Some may think that traditional relationship gender roles are past sentiments, but they are in fact still present today, albeit in different forms.
Although the 21st century has brought about many shifts in what defines gender roles, according to Dr. Kevin Alderson, some things are not going to change.
Alderson, who is a licensed psychologist and professor of counselling psychology at the U of C, said that the family one grows up in shapes the way one sees the world.
“We tend to carry the habits of our families,” he said.
For instance, some cultures still value their traditions wherein men hold all the power in relationships and women are seen as caretakers.
Host of the online radio show The Art of Sex, who goes by the name Onalee, also believes that our surroundings heavily influence what we think our roles should be.
“We always feel that we should be doing something different because someone else is doing it,” she said.
In Western society men still have that “little bit” of extra power over women, Alderson said, but the trends of traditional gender roles have lessened, and they are more common in less educated couples.
Men who are struggling to find their place in relationships may be having a problem due to society’s need to categorize them.
Alderson said that though men no longer have to adhere to the “alpha male” stereotypes of the past, there exists a sacred line they don’t want to cross in portrayal of their masculinity for fear of being seen in a way that they do not want to be seen.

Records from a data collection:
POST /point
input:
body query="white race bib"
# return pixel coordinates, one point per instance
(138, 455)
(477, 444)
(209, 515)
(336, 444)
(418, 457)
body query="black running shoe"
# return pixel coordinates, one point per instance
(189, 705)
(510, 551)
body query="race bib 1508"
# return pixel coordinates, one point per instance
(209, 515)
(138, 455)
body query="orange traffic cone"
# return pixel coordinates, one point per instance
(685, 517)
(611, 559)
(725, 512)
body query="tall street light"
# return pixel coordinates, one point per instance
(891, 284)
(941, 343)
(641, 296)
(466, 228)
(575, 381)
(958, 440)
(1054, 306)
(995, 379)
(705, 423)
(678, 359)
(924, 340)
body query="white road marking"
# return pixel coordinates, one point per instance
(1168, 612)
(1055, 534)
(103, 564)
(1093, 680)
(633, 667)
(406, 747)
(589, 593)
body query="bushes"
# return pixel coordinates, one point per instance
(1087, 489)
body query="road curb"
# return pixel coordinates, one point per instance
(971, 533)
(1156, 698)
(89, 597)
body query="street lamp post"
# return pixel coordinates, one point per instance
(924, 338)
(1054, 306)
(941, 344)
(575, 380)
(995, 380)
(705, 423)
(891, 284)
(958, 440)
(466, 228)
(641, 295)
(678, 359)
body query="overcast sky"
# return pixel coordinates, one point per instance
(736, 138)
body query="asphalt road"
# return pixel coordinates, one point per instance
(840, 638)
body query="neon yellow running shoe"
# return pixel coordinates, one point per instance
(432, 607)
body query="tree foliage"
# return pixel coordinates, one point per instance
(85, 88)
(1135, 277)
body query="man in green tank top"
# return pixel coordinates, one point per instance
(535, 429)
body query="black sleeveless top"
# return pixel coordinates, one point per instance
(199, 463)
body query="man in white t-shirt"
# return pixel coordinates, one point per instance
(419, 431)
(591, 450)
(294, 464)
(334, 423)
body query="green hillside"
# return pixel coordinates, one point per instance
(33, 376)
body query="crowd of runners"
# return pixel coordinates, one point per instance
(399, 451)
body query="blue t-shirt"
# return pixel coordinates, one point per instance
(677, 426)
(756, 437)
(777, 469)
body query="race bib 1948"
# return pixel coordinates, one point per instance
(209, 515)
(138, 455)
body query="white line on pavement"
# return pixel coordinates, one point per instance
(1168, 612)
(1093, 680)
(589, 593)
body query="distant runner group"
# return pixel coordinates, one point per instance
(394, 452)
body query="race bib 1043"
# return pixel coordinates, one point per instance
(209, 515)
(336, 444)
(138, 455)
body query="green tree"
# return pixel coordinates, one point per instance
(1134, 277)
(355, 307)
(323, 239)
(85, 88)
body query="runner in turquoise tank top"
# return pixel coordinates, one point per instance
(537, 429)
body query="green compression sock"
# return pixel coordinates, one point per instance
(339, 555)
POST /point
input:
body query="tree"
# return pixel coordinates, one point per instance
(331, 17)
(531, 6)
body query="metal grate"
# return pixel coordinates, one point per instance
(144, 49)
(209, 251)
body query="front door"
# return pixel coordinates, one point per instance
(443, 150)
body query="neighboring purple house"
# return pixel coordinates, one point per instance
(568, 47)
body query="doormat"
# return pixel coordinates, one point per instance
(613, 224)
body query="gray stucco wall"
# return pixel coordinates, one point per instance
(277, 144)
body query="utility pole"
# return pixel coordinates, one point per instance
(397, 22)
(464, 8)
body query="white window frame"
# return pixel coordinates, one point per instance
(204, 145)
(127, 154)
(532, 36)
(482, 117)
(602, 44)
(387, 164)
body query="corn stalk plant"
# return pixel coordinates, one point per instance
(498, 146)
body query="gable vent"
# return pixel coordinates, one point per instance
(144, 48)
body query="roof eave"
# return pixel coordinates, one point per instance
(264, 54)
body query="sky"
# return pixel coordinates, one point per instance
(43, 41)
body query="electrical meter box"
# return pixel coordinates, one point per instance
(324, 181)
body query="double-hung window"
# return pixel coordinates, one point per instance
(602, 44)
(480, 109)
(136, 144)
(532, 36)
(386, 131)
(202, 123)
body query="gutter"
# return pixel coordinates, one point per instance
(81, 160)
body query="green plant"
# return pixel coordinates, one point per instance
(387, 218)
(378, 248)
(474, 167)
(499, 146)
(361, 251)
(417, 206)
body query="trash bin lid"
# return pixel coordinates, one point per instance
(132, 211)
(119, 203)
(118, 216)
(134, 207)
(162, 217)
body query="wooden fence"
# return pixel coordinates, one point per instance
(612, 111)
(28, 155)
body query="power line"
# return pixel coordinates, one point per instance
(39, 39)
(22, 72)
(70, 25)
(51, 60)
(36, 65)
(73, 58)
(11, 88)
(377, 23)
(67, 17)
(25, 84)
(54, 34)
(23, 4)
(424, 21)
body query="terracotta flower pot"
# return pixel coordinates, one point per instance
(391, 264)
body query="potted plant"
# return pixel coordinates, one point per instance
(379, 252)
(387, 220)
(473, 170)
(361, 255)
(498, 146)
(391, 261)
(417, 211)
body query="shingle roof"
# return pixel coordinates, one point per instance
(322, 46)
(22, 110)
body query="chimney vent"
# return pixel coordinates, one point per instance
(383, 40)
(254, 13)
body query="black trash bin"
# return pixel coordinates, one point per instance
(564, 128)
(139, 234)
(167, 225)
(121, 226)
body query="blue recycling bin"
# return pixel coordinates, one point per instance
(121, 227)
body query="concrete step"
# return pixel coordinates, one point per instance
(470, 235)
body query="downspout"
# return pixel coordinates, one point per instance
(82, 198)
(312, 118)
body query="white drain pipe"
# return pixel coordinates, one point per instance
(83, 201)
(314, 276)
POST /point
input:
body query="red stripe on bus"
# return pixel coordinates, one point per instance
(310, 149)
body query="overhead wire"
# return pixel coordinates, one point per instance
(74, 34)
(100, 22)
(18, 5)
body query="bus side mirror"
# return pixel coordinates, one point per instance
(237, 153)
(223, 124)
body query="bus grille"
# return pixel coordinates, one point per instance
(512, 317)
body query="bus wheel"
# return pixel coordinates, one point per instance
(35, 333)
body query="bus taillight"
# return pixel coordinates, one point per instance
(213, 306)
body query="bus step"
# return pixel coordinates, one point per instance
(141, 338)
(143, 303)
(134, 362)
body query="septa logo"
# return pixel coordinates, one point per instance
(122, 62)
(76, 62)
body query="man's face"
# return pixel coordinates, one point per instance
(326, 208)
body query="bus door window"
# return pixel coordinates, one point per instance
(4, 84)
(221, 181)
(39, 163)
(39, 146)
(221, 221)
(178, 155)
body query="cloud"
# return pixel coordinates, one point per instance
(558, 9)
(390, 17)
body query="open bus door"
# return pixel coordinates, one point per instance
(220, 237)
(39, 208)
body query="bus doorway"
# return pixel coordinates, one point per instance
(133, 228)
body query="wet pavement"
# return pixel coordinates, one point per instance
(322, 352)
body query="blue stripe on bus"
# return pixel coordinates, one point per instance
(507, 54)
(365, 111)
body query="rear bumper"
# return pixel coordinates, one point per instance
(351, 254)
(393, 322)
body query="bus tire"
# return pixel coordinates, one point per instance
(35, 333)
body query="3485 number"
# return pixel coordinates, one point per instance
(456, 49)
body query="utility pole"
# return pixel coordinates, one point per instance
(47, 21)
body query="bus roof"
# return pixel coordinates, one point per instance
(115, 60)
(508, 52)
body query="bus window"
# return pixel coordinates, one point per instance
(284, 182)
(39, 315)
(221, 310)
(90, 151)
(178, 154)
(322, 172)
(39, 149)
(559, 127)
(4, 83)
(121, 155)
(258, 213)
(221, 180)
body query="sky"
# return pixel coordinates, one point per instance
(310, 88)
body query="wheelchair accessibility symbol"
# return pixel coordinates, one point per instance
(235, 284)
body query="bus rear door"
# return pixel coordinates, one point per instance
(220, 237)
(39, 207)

What you need to do:
A) In the gender roles article, what is the name of the online radio show that Onalee hosts?
B) Retype the part of the gender roles article between "Host of the" and "to categorize them.", inclusive.

Solutions to each task:
A) The Art of Sex

B)
Host of the online radio show The Art of Sex, who goes by the name Onalee, also believes that our surroundings heavily influence what we think our roles should be.
“We always feel that we should be doing something different because someone else is doing it,” she said.
In Western society men still have that “little bit” of extra power over women, Alderson said, but the trends of traditional gender roles have lessened, and they are more common in less educated couples.
Men who are struggling to find their place in relationships may be having a problem due to society’s need to categorize them.